» What this task involves
Write out the lines of the material below exactly as they appear, from the line containing "For the evaluation set, locate the embroidered" up to and including the line containing "x=713 y=834".

» Raw data
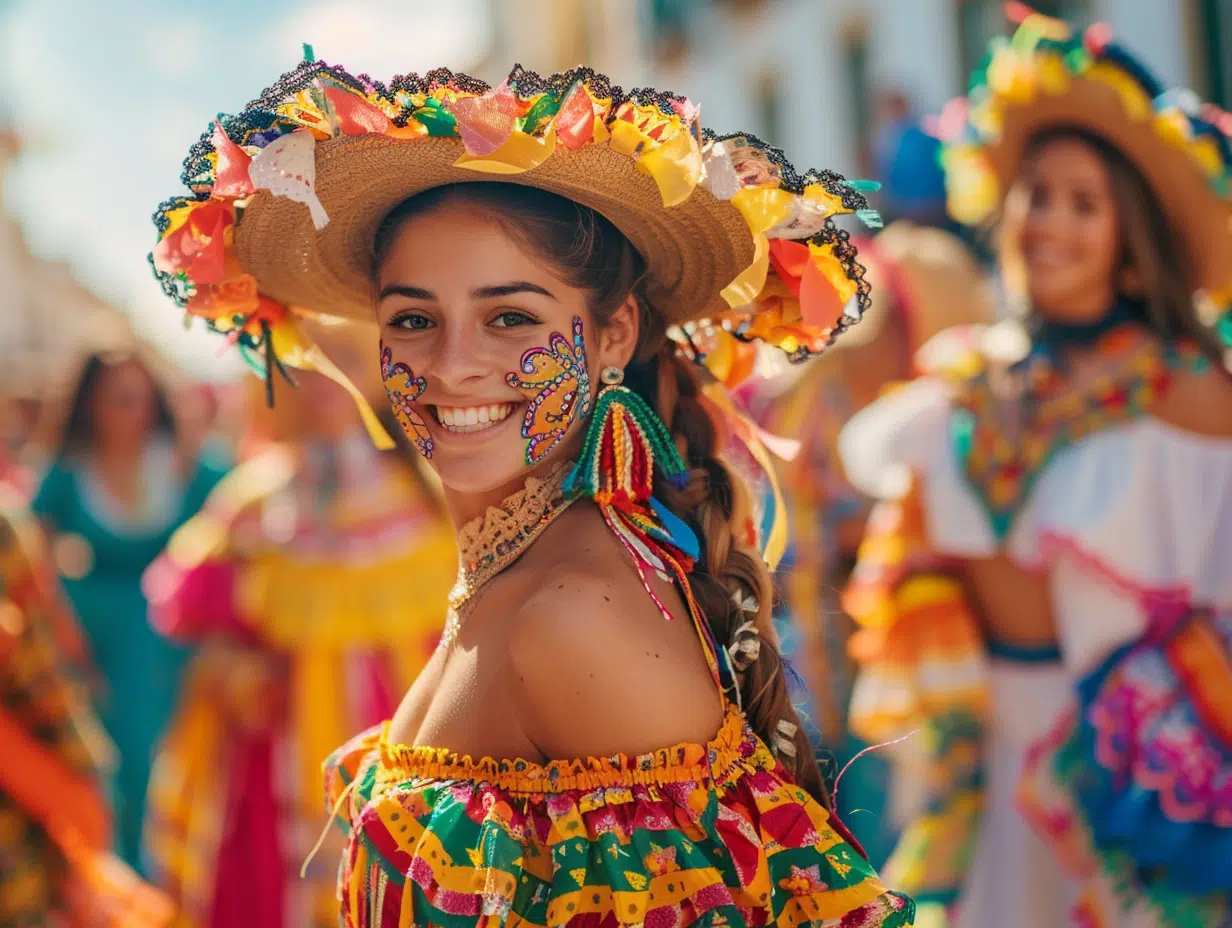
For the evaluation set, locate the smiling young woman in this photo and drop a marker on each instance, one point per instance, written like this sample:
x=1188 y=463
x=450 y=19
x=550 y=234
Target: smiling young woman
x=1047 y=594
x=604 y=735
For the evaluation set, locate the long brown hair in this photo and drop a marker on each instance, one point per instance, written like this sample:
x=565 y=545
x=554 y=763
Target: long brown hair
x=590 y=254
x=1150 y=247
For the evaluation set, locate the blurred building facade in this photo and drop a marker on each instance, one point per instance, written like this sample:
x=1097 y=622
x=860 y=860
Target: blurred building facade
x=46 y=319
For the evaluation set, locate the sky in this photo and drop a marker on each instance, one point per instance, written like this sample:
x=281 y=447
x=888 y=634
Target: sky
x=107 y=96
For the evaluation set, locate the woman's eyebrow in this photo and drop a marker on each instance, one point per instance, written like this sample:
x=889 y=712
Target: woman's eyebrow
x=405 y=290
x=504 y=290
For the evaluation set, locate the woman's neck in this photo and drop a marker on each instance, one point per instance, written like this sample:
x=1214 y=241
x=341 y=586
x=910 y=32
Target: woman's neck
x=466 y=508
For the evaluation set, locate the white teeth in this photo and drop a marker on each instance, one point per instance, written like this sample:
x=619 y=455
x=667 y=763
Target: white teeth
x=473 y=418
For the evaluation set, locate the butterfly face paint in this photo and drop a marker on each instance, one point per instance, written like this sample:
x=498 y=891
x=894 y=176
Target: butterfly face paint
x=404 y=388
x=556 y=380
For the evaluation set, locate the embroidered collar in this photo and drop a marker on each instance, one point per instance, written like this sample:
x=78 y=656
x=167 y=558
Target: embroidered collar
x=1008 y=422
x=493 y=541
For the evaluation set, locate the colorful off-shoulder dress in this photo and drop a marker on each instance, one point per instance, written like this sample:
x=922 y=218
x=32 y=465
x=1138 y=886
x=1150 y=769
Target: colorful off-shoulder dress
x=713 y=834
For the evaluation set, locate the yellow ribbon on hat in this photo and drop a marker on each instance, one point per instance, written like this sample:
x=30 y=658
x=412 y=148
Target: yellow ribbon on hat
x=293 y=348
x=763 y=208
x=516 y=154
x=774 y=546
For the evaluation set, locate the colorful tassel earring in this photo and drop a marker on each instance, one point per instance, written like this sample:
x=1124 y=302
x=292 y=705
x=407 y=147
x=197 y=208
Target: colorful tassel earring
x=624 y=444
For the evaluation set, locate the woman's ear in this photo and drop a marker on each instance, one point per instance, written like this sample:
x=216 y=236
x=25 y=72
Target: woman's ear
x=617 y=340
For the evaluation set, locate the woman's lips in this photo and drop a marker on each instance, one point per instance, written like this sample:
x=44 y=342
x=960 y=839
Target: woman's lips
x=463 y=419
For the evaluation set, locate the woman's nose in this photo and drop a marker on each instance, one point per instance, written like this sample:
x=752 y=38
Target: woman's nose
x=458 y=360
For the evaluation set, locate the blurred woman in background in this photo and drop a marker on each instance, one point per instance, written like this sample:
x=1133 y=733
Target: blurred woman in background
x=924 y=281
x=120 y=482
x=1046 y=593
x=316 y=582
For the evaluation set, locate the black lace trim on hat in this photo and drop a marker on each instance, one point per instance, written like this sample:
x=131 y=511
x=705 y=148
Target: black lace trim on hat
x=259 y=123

» The completed task
For the evaluation set, locate the embroidered collar in this photo and drop a marker on each instance, one point per instance, written like this sample:
x=78 y=656
x=167 y=558
Target: embroidered collar
x=1008 y=422
x=493 y=541
For the evaluation set, locate the colorful off-shoulder dress in this photo and drop a marker on each instance, one point per instance, written like this sample:
x=922 y=218
x=32 y=465
x=1138 y=886
x=1150 y=769
Target: colorful off-shoulder dress
x=713 y=834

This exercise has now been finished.